— Task description —
Reproduce the entries word for word, starting at the line that contains "Note to the class: find the short" and continuing through the last line of the entries.

Entries for labeling object positions

# # # # #

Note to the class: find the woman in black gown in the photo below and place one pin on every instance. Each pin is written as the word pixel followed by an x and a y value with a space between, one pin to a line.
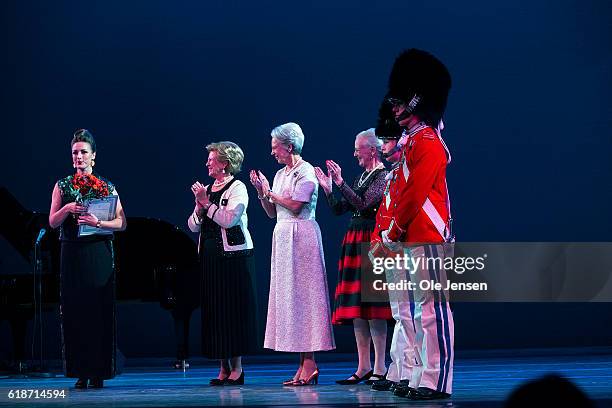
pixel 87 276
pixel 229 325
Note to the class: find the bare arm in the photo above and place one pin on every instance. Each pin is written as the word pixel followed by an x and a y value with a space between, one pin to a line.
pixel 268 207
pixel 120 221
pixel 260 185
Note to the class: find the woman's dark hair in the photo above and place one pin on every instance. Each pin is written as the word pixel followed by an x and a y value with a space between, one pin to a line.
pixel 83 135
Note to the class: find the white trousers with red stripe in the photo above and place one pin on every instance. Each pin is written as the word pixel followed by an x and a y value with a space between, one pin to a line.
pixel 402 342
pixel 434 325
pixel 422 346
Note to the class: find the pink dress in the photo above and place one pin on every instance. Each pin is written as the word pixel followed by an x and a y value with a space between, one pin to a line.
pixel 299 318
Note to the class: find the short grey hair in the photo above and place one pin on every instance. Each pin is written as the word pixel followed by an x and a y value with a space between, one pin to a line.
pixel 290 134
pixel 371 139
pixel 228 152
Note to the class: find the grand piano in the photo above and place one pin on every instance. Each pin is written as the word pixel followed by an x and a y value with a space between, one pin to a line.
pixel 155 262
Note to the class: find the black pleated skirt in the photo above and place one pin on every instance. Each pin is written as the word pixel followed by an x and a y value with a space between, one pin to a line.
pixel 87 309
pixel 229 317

# # # # #

— Task result —
Note to the class: find the short grey hair in the photo above and place one pin on every instance. Each pin is written as the word pixel followed by an x and a y value with a space between, one pin to a line.
pixel 290 134
pixel 371 139
pixel 228 152
Note to the class: find the grand piano in the photo above and place one pin on every instance. Each pin is written as the word pixel followed by an x and a y value with a space between, one pin to a line.
pixel 155 262
Note to the class: find the black pleated skirt in the photo above and place one pin on every instance. Each pin is written as the word pixel followed by an x and a y value with a space between, one pin to a line.
pixel 87 309
pixel 229 317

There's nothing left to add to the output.